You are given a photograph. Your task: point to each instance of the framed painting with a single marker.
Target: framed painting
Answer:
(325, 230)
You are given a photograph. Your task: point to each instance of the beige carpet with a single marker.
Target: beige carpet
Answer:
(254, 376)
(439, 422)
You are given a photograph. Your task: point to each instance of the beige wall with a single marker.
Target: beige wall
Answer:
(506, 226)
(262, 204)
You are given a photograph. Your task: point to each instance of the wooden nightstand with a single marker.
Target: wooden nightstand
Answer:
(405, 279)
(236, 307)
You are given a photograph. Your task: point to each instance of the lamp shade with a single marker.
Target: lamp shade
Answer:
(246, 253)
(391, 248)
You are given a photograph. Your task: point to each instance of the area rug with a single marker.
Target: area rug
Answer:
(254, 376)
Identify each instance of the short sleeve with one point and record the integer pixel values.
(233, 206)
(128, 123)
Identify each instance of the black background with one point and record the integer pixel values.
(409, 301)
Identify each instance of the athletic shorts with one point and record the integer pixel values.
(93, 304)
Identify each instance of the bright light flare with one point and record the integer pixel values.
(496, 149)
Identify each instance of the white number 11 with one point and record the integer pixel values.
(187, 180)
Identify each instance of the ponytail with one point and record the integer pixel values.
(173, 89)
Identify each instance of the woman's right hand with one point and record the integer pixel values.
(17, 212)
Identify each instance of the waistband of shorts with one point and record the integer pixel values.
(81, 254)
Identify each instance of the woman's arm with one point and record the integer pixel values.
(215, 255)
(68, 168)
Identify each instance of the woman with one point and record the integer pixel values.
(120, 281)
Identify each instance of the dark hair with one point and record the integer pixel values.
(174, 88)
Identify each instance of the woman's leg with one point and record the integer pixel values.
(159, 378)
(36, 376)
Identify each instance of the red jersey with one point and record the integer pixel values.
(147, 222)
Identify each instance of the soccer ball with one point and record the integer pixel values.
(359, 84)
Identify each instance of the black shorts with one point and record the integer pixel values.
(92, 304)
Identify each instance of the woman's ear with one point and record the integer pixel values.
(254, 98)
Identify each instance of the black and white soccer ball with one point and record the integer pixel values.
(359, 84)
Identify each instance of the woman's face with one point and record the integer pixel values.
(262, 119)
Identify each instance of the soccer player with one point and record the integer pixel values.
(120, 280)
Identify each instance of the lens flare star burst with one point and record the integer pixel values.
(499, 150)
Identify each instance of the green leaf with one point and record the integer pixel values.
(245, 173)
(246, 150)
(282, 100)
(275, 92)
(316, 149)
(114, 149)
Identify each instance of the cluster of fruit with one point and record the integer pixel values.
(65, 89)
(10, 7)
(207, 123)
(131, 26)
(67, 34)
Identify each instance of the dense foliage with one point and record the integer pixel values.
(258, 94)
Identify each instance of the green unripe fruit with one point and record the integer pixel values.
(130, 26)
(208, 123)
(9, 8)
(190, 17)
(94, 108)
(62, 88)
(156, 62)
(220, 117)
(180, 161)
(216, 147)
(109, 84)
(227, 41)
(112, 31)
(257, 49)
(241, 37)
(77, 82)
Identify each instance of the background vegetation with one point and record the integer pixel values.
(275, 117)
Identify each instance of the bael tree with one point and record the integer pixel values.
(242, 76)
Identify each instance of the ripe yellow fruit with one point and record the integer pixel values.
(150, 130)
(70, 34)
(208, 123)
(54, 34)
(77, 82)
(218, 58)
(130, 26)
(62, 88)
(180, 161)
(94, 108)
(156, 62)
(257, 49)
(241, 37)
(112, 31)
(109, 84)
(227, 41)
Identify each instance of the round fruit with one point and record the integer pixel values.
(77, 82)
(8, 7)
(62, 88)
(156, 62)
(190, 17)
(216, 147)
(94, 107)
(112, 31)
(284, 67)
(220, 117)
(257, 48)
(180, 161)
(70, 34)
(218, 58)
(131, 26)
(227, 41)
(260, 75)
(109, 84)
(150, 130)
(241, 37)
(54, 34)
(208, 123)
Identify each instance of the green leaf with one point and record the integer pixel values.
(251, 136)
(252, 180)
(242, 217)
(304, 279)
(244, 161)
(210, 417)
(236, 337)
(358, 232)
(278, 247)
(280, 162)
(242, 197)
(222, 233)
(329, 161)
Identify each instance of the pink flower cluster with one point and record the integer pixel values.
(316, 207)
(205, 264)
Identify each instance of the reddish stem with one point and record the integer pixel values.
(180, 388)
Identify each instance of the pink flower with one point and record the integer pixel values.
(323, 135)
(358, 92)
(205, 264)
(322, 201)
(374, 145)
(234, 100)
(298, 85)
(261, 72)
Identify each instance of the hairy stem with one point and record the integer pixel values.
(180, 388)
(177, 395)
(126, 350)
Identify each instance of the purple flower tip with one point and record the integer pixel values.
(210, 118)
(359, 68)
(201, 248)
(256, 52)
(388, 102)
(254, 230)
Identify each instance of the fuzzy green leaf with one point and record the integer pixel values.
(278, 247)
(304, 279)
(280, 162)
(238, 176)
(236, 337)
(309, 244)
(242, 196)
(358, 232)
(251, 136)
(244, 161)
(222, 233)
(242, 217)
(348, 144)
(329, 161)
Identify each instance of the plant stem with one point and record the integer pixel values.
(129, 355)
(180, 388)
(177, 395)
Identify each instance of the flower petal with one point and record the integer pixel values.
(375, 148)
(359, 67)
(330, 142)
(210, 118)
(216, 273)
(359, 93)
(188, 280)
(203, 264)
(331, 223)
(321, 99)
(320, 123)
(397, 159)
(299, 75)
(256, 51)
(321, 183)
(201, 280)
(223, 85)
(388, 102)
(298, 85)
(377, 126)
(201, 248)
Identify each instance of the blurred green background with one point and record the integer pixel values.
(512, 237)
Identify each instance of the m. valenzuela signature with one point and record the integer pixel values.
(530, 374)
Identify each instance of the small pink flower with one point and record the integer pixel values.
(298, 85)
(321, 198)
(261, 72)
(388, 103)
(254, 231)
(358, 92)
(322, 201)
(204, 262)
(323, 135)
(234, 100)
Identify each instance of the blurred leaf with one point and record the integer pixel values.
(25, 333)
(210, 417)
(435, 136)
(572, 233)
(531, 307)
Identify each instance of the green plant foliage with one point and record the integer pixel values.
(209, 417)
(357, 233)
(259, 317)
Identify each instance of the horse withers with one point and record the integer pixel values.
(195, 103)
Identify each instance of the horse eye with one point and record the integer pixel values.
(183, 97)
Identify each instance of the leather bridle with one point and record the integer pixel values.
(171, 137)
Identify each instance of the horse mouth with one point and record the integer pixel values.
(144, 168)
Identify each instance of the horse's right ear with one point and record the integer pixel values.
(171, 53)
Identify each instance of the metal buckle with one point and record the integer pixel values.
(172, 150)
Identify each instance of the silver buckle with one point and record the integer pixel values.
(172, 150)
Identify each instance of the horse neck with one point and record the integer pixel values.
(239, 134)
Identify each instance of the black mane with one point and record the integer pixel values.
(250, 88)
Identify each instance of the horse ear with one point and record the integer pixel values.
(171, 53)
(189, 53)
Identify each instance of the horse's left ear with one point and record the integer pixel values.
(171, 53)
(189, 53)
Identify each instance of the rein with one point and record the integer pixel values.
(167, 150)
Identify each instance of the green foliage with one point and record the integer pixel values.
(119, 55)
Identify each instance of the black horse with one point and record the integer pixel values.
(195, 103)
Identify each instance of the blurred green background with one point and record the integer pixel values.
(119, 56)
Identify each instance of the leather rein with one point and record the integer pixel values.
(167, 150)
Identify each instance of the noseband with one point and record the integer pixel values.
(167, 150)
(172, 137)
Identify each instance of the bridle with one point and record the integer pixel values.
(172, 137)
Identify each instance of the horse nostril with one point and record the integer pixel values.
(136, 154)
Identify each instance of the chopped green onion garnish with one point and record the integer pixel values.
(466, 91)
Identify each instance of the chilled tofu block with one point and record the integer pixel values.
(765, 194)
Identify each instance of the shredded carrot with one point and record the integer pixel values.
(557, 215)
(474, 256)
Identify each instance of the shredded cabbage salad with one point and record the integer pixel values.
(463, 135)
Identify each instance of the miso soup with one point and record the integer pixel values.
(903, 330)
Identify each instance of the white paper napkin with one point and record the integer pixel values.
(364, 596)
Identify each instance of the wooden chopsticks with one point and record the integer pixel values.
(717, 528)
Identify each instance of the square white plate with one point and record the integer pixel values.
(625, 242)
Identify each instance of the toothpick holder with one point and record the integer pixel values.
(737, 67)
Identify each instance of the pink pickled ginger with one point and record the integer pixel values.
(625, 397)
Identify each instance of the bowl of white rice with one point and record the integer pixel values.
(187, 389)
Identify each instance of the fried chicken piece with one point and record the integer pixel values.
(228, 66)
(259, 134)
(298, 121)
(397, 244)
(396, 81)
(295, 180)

* _ACTION ITEM_: Look over the records above and say how many lines hold the word "beige", giving the number alone.

* _RESPONSE AREA_: 4